-- WHAT YOU ARE ASKED TO DO --
Copy out the following material word for word, keeping every line as it appears.

# # # #

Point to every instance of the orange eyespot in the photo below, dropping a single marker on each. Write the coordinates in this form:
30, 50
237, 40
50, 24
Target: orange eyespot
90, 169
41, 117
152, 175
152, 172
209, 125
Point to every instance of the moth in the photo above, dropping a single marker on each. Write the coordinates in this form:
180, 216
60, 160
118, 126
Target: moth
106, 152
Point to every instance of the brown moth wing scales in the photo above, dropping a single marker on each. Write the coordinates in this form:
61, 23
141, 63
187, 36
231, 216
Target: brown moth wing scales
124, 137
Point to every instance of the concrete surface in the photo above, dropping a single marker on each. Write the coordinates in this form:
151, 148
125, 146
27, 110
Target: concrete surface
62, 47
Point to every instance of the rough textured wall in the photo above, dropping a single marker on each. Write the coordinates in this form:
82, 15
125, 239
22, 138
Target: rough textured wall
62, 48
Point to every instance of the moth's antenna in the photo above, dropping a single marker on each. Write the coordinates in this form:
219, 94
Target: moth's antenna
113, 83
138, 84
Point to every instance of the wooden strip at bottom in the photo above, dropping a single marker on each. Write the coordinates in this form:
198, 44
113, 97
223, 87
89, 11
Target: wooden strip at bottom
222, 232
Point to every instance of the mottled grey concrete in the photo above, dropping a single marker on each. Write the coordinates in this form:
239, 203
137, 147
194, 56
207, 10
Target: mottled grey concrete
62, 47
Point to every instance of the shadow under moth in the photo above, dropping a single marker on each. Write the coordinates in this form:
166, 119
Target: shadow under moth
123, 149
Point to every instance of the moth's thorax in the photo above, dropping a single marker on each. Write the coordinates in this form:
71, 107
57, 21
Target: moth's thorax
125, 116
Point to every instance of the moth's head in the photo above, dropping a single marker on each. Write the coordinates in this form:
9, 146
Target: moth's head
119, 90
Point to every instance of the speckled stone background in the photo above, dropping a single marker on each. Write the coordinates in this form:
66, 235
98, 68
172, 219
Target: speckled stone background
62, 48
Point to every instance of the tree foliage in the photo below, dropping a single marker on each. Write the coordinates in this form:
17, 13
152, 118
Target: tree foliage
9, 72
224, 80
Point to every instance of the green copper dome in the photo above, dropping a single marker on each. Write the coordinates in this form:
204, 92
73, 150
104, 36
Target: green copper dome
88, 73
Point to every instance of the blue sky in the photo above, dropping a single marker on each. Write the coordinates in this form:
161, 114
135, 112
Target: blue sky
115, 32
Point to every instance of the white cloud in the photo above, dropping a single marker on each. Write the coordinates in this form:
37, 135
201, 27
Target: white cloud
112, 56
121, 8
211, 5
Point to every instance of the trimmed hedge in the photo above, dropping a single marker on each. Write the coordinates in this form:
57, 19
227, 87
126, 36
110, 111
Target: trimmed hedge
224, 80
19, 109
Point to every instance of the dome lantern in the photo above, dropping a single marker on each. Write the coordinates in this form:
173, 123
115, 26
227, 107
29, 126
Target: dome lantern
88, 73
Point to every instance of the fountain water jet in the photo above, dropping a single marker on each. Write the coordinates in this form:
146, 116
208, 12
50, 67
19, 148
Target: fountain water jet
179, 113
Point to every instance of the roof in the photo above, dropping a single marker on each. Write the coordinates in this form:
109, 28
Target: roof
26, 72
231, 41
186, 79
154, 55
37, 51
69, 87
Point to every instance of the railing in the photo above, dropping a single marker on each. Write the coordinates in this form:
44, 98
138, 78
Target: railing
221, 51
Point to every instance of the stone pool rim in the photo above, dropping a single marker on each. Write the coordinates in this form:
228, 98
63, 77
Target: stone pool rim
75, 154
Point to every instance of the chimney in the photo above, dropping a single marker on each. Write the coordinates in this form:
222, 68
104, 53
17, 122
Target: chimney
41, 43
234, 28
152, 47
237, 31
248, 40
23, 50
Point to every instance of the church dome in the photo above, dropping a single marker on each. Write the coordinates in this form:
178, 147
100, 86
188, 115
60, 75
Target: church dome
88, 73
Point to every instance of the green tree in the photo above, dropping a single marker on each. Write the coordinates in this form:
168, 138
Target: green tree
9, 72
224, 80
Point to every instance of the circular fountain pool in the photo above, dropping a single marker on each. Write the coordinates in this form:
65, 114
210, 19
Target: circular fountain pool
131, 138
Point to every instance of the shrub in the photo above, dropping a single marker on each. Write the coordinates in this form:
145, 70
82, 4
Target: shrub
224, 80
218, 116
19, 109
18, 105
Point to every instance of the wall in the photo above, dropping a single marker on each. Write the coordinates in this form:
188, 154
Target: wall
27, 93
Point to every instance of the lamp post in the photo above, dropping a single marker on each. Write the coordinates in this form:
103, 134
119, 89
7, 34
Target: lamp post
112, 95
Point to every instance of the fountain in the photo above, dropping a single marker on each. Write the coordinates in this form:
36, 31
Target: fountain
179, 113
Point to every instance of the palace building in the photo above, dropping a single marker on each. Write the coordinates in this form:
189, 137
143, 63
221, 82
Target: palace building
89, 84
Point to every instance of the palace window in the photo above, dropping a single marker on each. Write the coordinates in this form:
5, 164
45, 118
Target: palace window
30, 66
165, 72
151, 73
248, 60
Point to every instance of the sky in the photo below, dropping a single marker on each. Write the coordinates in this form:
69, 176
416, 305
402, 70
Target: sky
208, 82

# # # #

-- SOLVED EXERCISE --
Point to every instance of the orange eyespot in the photo below, dropping a single marker on each. Write the coordinates in this form:
30, 50
237, 40
50, 24
Target: orange eyespot
90, 169
41, 117
152, 175
152, 172
209, 125
Point to every instance of the moth in the photo above, dropping a single marker on each. Write the coordinates in this form:
180, 216
60, 160
118, 126
Target: moth
106, 152
Point to every instance of the brown moth wing scales in the photo above, dropping a single marker on each. Write the coordinates in this form:
61, 23
141, 63
187, 36
231, 216
Target: brown moth wing scales
124, 137
Point to every instance of the concrete surface in the photo above, dropping a single marker on each. Write the coordinates in this form:
151, 148
125, 146
27, 110
Target: concrete surface
62, 47
Point to every instance of the rough textured wall in the photo above, dropping a single marker on each. Write the coordinates in this form:
82, 15
125, 239
22, 138
Target: rough textured wall
62, 48
Point to every instance of the moth's antenna in the photo above, dropping a single marker on each. Write the coordinates in this form:
219, 94
Target: moth's antenna
113, 83
138, 84
Point to every instance of the wooden strip at bottom in the photo above, dropping a single marker on each. Write the coordinates in this form:
198, 44
113, 97
223, 87
89, 11
Target: wooden strip at bottom
222, 232
Point to every instance of the mottled grey concrete in the photo above, dropping a single marker on each. Write the coordinates in this form:
239, 203
137, 147
194, 56
207, 10
Target: mottled grey concrete
62, 47
Point to every instance of the shadow under moth in the photo above, dropping a single marker on each. Write the coordinates in this form:
166, 119
Target: shadow under moth
123, 149
Point to every instance of the moth's thorax in the photo above, dropping a single marker on each. Write the coordinates in this form:
71, 107
57, 21
Target: moth's thorax
125, 116
Point to every instance of the moth's head in the photo above, dropping a single marker on each. Write the coordinates in this form:
9, 146
Target: moth's head
119, 90
Point to every instance of the speckled stone background in the photo above, dropping a single marker on each. Write the coordinates in this form:
66, 235
98, 68
172, 219
Target: speckled stone background
62, 48
Point to every instance of the tree foliage in the photo below, dropping a single marker on each. Write the coordinates in this form:
17, 13
152, 118
Target: tree foliage
9, 72
224, 80
Point to every instance of the green copper dome in the photo above, dropping a single marker on each. Write the coordinates in this form:
204, 92
73, 150
104, 36
Target: green copper dome
88, 73
Point to every instance of the blue sky in the photo above, dropping a single marker on each. Write the coordinates in this form:
161, 114
135, 112
Target: blue sky
115, 32
Point to every instance of the white cloud in the photo above, dropping a single marker on each. Write the coordinates in this form:
37, 135
201, 27
Target: white cloud
112, 56
121, 8
211, 5
Point to every instance of the trimmed hedge in the photo above, dropping a single marker on each. Write the coordinates in this form:
57, 19
227, 87
126, 36
110, 111
Target: trimmed hedge
224, 80
19, 109
Point to every instance of the dome lantern in the photo above, dropping a single marker on each. Write the coordinates in this form:
173, 123
115, 26
227, 107
29, 126
Target: dome lantern
88, 73
Point to every instance of the fountain water jet in the photo above, dropping a single marker on each. Write the coordinates in this form:
146, 116
208, 12
50, 67
19, 148
Target: fountain water jet
179, 113
Point to every instance of the roof in the photo above, dropping a single marker on each. Write the coordinates in this form:
109, 28
Target: roof
26, 72
231, 41
186, 79
154, 55
37, 51
69, 87
Point to every instance of the railing in the photo above, dropping a single marker on each. Write the coordinates in this form:
44, 98
138, 78
Target: railing
221, 51
Point to every instance of the stone pool rim in the photo above, dropping a single marker on each. Write the coordinates in this form:
228, 98
63, 77
Target: stone pool rim
75, 154
Point to every instance of the chimney in the photo above, dropping a single marker on each. Write the coordinates in this form:
222, 68
104, 53
17, 122
Target: chimney
41, 43
234, 28
152, 47
237, 31
248, 40
23, 50
Point to every instance of the church dome in the photo above, dropping a single marker on each. Write the coordinates in this form:
178, 147
100, 86
188, 115
60, 75
Target: church dome
88, 73
Point to every instance of the green tree in the photo above, dropping a single marker on each. Write the coordinates in this form:
168, 138
Target: green tree
9, 72
224, 80
Point to every instance of the circular fountain pool in the photo above, dropping a single marker on each. Write the coordinates in this form:
65, 114
210, 19
Target: circular fountain pool
131, 138
Point to every instance of the shrub in the photo above, dropping a single marker on each. Write the coordinates in this form:
145, 70
82, 4
Target: shrub
224, 80
218, 116
19, 109
18, 105
Point to every instance of the wall in the photo above, dropping a single marker on each. Write the coordinates in this form:
188, 154
Target: wall
27, 93
Point to every instance of the lamp post in the photo above, dropping a single marker on each. Write the coordinates in this form:
103, 134
119, 89
7, 34
Target: lamp post
112, 95
Point to every instance of the fountain in the photo above, dropping a single marker on each. Write the coordinates in this form:
36, 31
Target: fountain
179, 113
Point to every instance of the palace building in the photo above, dropping a single marker on each. Write the coordinates in this form:
189, 137
143, 63
221, 82
Target: palace building
89, 84
Point to every instance of the palace window in the photo above, dropping a single marker on each. Write the coordinates in this form:
5, 164
45, 118
Target: palace window
30, 66
165, 72
151, 73
248, 60
Point to every instance of the sky in the photo below, dropping a single marker on each. Write the coordinates in this form:
69, 176
416, 305
402, 70
Target: sky
208, 82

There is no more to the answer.